● RECORDS FOR PROCESSING
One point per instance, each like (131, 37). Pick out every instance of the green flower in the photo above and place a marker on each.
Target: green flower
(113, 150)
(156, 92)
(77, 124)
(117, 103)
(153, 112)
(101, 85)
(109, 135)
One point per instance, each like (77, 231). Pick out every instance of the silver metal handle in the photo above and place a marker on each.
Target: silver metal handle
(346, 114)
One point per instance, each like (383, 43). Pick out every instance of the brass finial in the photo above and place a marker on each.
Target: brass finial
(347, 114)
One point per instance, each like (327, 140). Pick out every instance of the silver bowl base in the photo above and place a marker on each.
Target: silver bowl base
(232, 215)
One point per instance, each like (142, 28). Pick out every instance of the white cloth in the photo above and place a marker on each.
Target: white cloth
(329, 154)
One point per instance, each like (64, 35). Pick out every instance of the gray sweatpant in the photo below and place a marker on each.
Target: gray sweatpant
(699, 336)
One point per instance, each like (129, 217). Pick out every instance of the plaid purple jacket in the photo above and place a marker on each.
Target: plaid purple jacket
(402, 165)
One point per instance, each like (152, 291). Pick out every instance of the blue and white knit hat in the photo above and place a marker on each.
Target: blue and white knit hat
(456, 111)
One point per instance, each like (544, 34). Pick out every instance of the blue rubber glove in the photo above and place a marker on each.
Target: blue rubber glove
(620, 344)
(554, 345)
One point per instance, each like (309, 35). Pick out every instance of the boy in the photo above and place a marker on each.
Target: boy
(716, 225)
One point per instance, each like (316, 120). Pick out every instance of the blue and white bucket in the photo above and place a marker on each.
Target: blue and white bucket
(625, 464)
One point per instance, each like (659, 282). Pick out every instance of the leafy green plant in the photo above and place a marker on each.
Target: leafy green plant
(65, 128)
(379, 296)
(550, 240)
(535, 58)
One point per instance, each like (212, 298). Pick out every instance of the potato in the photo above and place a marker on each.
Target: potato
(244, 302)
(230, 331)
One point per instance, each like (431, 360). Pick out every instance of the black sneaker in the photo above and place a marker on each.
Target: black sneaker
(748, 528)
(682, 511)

● THE EXERCISE
Return, word for word, every line from the line with "One point per instance, each like (544, 34)." to the final line of the data.

● WRITTEN ANSWER
One point per instance, each like (544, 34). Pick out every instance of the blue rubber glove in the photo above and place a marker on each.
Target: blue rubber glove
(620, 344)
(554, 345)
One point per instance, each like (309, 35). Pick out every instance of the boy in the photo above and place a marker on each.
Target: boy
(716, 225)
One point per instance, each like (316, 120). Pick out every instance of the blue and white bucket in the photo above and place a marker on each.
Target: blue and white bucket
(625, 464)
One point per instance, each like (659, 282). Pick out every instance of the leafy green plant in the photo above and place a marker on each.
Target: leafy green plant
(65, 128)
(379, 296)
(550, 240)
(535, 58)
One point per instance, each like (212, 298). Pick out every instance of the potato in the photo above and place a marker on each.
Target: potato
(244, 302)
(230, 331)
One point per instance, each like (431, 360). Pick out every instance of the black sneaker in the photo above and place a marker on each.
Target: black sneaker
(748, 528)
(682, 511)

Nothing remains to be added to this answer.